- **Directive 1**
Decide whether each statement below agrees with the Florence essay that comes before the records. For each, answer yes or no and quote the words of the Florence essay that settle it.
(a) The writer's first night in Florence ended with a walk back to a pensione in the Santa Croce part of town.
(b) The writer fell in love while staying in Florence.
(c) The book clerk the writer befriended worked at the Biblioteca Nazionale.

This article, “Forever Florence,” is by Felice Picano and is from from the Fall 2004 issue of The Out Traveler. It is one of my favorite writings about Florence. I wanted to share it with you and I hope that you enjoy it.
My first night in Florence, I was walking home late from dinner to my pensione in the mostly residential Santa Croce (central west) side of town. Fog had begun to creep up from the Arno river. I don't know what I was thinking, perhaps how quiet the town was at 11 p.m. or how I should take a look the next day into the huge library, the Biblioteca Nazionale, I'd just passed. When I turned I faced a long double row of buildings, identical in the misted-over streetlight, all the shops closed for the night. There was a succession of arched doorways, and in the first doorway I walked by were two young men kissing. Not just kissing, they were necking passionately, hands all over each other, inside each other's clothing, oblivious of me, of anyone or anything but their mutual passion.
I began smiling then, and as far as Florence is concerned I've never stopped smiling. One of the most beautiful and best-maintained cities in Europe, from the beginning Firenze, literally "the flowery one," has been thoroughly sexy, thoroughly gay, and thoroughly welcoming. There, even my high school Italian was tolerated, if at times politely corrected. Unlike in Rome, where I lived almost a year. When I spoke Italian there, they called me Professorino--little professor--interrupting before I was through to tell me the dialect word I should have used.
Unlike so many others, I never fell in love while in Florence, alas, but on a later visit I made a friend, a book clerk working at the well-known Feltrinelli bookstore, and it was Flavio who expostulated the much-used "Ah, certo!" ("of course") to the anecdote of my first night in town. He explained, "The great Michelangelo lived directly across the street. His spirit haunts la citta, you know, and drives men to seduce other men."
A myth, right? The next day I checked the spot, and indeed it was located on Via Buonarroti, and there was Casa Buonarroti, a museum to the artist that I'd never noticed.
It was at the end of that same visit that I found myself chided one night by my dinner companions for never having seen their famous Duomo. Obediently, the next rainy afternoon I dragged myself to the spectacular cathedral in the center of the city. In truth, I'd had my fill of Italian churches. So I took in the view from atop the dome, which was admittedly pretty cool, and I was back downstairs, exiting, when a young cleric passed by with candle-lighting equipment in his hands--and a considerable tenting effect at crotch level.
I never found out whether he was a postulant, priest, deacon, dean, or what, but, hypnotized by the sight, I followed him through the main body of the church, past a nave, and into a dim chapel, where he'd found an isolated spot near a large pillar and was just standing there, waiting. Waiting for me, it turned out. No sooner had I joined him than he began kissing me.

- **Task inputs**
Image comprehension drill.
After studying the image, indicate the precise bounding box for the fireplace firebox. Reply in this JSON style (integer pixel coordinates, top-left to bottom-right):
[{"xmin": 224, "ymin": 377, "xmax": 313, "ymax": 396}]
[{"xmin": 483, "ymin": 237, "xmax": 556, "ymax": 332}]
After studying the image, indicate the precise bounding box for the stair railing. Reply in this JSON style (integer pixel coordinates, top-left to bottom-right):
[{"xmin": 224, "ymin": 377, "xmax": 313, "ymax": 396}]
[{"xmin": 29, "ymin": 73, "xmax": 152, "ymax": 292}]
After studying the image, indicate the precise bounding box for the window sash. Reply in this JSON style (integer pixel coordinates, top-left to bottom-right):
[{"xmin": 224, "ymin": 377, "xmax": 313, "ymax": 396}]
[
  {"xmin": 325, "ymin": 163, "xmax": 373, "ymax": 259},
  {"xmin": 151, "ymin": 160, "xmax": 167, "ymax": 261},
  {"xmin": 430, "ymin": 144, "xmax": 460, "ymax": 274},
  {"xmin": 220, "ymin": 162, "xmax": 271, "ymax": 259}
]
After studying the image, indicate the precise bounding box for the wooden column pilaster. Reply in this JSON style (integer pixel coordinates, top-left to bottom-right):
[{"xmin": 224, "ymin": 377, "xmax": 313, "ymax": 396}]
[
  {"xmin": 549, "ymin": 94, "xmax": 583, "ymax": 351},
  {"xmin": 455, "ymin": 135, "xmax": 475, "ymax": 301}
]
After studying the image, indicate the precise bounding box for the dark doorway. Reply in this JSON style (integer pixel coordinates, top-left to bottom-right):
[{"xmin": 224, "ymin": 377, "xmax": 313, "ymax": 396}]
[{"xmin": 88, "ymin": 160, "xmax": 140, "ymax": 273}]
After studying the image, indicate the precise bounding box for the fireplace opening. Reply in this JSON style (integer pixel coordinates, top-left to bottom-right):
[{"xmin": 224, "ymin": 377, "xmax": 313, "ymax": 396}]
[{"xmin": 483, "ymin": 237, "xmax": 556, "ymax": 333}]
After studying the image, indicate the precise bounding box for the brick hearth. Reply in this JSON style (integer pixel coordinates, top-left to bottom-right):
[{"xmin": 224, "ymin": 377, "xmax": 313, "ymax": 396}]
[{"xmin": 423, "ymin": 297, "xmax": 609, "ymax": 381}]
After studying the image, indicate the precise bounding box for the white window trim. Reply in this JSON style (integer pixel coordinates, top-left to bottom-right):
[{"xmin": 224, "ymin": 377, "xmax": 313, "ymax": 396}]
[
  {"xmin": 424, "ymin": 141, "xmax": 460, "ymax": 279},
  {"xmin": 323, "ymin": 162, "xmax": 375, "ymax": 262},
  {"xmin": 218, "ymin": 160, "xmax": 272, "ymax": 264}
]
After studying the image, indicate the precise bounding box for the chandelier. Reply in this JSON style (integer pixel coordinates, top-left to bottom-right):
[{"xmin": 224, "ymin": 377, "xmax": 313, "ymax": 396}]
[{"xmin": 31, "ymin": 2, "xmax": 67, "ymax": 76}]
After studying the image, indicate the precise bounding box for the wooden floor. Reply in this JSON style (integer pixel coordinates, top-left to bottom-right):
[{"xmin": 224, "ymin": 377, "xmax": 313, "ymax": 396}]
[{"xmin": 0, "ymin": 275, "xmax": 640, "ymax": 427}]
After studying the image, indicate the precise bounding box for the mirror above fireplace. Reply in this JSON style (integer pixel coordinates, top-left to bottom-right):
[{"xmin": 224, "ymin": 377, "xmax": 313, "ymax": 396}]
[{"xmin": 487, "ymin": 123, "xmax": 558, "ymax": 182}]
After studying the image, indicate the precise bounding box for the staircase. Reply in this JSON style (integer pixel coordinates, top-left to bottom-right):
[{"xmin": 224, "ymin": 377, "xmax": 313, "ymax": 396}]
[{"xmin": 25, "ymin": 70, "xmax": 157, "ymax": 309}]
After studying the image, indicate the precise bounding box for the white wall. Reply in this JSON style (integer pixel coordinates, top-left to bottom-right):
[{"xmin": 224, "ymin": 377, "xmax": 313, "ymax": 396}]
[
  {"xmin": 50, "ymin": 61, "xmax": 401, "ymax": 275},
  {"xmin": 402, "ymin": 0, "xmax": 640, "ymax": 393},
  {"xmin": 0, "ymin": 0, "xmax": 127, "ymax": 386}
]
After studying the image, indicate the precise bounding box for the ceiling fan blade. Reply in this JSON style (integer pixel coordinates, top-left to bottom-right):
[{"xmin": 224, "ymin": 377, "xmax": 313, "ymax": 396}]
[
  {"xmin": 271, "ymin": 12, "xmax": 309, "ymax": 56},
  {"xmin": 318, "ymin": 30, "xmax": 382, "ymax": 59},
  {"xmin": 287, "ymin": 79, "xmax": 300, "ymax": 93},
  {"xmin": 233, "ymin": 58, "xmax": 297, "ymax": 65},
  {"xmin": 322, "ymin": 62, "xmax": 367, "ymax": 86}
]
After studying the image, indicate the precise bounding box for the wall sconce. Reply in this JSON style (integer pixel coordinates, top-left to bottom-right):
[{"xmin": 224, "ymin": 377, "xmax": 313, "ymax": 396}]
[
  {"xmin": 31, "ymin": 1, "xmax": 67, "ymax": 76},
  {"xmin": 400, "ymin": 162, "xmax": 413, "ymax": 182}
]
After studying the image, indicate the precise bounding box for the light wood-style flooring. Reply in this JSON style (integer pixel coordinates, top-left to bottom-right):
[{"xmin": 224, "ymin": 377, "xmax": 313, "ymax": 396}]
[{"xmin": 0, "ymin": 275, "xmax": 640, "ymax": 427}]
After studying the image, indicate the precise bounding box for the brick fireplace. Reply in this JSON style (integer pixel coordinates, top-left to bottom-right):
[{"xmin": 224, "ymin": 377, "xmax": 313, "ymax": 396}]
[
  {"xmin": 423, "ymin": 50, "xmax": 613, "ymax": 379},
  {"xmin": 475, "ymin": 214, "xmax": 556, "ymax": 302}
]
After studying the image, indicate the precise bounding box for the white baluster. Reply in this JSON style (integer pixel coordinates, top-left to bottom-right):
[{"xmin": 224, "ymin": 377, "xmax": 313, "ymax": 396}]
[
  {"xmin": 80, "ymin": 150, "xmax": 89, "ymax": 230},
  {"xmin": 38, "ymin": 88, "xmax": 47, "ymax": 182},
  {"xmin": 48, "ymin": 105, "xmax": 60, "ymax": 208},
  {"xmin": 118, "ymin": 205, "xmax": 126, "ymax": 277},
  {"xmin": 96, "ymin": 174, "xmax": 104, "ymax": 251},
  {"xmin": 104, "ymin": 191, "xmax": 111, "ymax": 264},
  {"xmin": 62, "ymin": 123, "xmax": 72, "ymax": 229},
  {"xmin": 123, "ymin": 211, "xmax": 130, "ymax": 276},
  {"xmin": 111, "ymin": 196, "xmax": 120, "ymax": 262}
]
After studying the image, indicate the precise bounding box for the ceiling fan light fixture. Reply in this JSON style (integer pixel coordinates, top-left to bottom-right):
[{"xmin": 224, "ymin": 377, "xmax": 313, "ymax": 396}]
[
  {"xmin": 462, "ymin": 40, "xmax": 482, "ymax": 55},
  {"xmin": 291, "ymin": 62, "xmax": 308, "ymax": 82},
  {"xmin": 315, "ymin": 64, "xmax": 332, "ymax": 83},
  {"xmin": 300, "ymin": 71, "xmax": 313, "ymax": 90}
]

- **Directive 2**
Echo the lines of the records starting at the line that contains "the white baluster." and ending at the end of the records, including both of those lines.

- **Written response 1**
(a) Yes: "walking home late from dinner to my pensione in the mostly residential Santa Croce (central west) side of town"
(b) No: "I never fell in love while in Florence, alas"
(c) No: "a book clerk working at the well-known Feltrinelli bookstore"

- **Written response 2**
After studying the image, indicate the precise bounding box for the white baluster. Reply in this JSON style (integer pixel coordinates, top-left to bottom-right):
[{"xmin": 224, "ymin": 377, "xmax": 313, "ymax": 396}]
[
  {"xmin": 80, "ymin": 150, "xmax": 89, "ymax": 230},
  {"xmin": 38, "ymin": 88, "xmax": 47, "ymax": 182},
  {"xmin": 48, "ymin": 105, "xmax": 60, "ymax": 208},
  {"xmin": 118, "ymin": 205, "xmax": 126, "ymax": 277},
  {"xmin": 96, "ymin": 174, "xmax": 104, "ymax": 251},
  {"xmin": 104, "ymin": 191, "xmax": 111, "ymax": 264},
  {"xmin": 62, "ymin": 123, "xmax": 72, "ymax": 229},
  {"xmin": 123, "ymin": 211, "xmax": 130, "ymax": 276},
  {"xmin": 111, "ymin": 196, "xmax": 120, "ymax": 262}
]
After studying the image, indicate the precise bounding box for the ceiling fan light fixture. Reply in this JSON style (integer pixel coordinates, top-left to bottom-right):
[{"xmin": 224, "ymin": 377, "xmax": 313, "ymax": 396}]
[
  {"xmin": 462, "ymin": 40, "xmax": 482, "ymax": 55},
  {"xmin": 291, "ymin": 62, "xmax": 308, "ymax": 82},
  {"xmin": 315, "ymin": 64, "xmax": 332, "ymax": 83},
  {"xmin": 300, "ymin": 71, "xmax": 313, "ymax": 90}
]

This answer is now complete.